WHAT THE TASK REQUIRES
All records that follow are to be output exactly.
+ + + + + + +
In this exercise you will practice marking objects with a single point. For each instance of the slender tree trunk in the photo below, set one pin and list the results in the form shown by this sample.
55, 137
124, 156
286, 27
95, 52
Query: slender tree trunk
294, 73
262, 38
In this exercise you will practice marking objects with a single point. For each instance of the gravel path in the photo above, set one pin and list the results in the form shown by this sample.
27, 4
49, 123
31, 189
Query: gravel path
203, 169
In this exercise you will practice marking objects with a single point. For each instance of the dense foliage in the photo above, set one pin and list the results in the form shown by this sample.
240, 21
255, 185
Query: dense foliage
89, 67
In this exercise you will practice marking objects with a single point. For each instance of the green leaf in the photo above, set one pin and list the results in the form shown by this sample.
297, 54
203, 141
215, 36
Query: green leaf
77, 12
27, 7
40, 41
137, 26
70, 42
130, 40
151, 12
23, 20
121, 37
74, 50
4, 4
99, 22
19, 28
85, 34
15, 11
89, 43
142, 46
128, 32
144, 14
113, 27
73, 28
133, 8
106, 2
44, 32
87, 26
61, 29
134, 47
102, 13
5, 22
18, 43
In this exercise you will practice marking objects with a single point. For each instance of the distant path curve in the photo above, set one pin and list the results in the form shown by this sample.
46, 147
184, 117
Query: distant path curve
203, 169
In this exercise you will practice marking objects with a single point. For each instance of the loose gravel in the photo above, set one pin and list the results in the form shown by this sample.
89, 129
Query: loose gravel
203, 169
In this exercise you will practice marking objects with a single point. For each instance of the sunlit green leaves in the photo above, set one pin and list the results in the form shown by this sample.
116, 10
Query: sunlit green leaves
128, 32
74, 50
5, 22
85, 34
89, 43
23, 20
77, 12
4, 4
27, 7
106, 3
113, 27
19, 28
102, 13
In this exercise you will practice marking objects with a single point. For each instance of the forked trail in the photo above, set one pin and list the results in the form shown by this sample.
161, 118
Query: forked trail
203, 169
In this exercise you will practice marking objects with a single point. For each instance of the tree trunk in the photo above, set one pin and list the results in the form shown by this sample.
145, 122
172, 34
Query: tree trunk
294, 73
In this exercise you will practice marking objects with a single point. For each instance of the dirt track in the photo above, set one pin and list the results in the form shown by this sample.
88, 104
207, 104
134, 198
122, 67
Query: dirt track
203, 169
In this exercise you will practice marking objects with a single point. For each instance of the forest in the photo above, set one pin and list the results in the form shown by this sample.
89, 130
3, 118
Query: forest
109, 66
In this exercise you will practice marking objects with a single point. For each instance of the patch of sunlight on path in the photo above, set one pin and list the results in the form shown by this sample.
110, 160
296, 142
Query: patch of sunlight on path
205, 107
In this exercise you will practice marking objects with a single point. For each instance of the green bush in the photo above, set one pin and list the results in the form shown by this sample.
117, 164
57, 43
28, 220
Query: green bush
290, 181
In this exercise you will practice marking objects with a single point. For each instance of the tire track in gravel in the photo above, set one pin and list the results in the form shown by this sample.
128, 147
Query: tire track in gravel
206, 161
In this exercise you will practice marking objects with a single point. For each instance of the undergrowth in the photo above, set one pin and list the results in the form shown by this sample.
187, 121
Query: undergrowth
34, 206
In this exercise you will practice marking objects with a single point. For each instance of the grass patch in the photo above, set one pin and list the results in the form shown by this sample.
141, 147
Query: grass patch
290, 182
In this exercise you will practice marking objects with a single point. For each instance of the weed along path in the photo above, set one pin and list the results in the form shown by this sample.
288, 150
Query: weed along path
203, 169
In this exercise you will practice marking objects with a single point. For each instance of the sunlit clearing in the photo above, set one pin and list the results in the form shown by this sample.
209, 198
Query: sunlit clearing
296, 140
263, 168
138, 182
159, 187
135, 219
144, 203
+ + + + + + +
SOLUTION TO THIS EXERCISE
In this exercise you will practice marking objects with a single point. For each instance of the slender tree trunk in the photo below, set one pin and list the results in the form shown by this sample.
55, 137
124, 156
286, 27
95, 52
Query: slender tree trunk
294, 73
262, 38
In this exercise you will practice marking objects with a single point. For each instance of the gravel path in the photo above, set one pin and list the results in the form shown by this sample.
27, 4
49, 123
31, 189
Query: gravel path
203, 169
In this exercise you will practice marking objects with a single point. For each instance of the dense foliage in the photo above, set one pin and list the results in the form shown by this sample.
240, 21
255, 185
Query: dense foliage
89, 67
In this exercise you will practice marking objects with a single point. For each instance of the green leaf in the photo above, set one pin and list the results in the form shown by this sample.
297, 54
203, 141
215, 36
Query: green leaf
77, 12
27, 7
40, 41
137, 26
70, 42
130, 40
151, 12
23, 20
121, 37
74, 50
4, 4
99, 22
19, 28
85, 34
15, 11
89, 43
142, 46
128, 32
144, 14
113, 27
73, 28
133, 8
106, 2
44, 32
87, 26
61, 29
134, 47
102, 13
5, 22
18, 43
In this exercise you will practice marking objects with a single point. For each instance of the distant path curve in the photo above, set one pin and list the results in the form shown by this sample.
46, 147
184, 117
Query: distant path curve
203, 169
In this exercise you will practice marking objects with a single point. For each instance of the loose gravel in the photo above, set one pin and list the results in the form shown by this sample.
89, 129
Query: loose gravel
203, 169
In this exercise you will practice marking objects with a single point. For each instance of the sunlit green leaves in the photo above, set one pin and list the results in the form shown by this sample.
116, 10
Query: sunlit green leaves
128, 32
74, 50
5, 22
85, 34
89, 43
23, 20
77, 12
4, 4
27, 7
106, 3
113, 27
19, 28
102, 13
In this exercise you will practice marking objects with a single point. For each instance of the forked trail in the photo above, set one pin and list the results in the form shown by this sample.
161, 118
Query: forked trail
203, 169
In this exercise you will practice marking objects with a single point. For each instance of the tree trunk in the photo above, set one pin and list the results in the form shown by this sample.
145, 122
172, 34
Query: tree trunk
294, 73
In this exercise you will practice marking objects with a single point. For each instance of the dirt track in the photo above, set one pin and list the results in the form shown by this sample.
88, 104
207, 104
134, 198
122, 67
Query: dirt track
203, 169
In this exercise you will practice marking objects with a single point. For each instance of the forest in the photo above, set one pin and list the results in the form shown by this sample.
89, 130
3, 118
Query: forest
109, 66
In this exercise you will practice marking objects with a single point. For each instance of the patch of sunlight on path in the photo above, set one pin and list the results in the form shown by this sample.
110, 160
296, 142
Query: patch of sunlight on path
205, 107
In this exercise you will practice marking objects with a single point. For each instance of the green bush in the photo above, set one pin and list the results in the form shown by this sample.
117, 164
57, 43
28, 220
Query: green bush
290, 181
In this exercise you will practice marking objects with a single point. For each instance of the tire track in gravel in the photo above, set one pin and list the results in the form shown by this sample.
128, 147
Query: tire track in gravel
206, 161
In this exercise you will practice marking objects with a single point. For each instance of the undergrowth in the photo above, set one pin and list the results in the form shown by this sample.
187, 121
Query: undergrowth
34, 206
In this exercise you will practice marking objects with a single point. For each instance of the grass patch in the photo above, set one pin and list the results in the form shown by this sample.
141, 147
Query: grass patch
290, 182
In this exercise you will practice marking objects with a single point. For each instance of the weed along path in the photo above, set one pin and list the results in the form shown by this sample.
288, 150
Query: weed along path
203, 169
In this exercise you will practice marking objects with a single point. For each instance of the sunlit clearing in the photo above, set one pin and list the results in the form shown by this sample.
209, 198
Query: sunlit clearing
296, 140
263, 168
138, 182
159, 187
135, 219
144, 203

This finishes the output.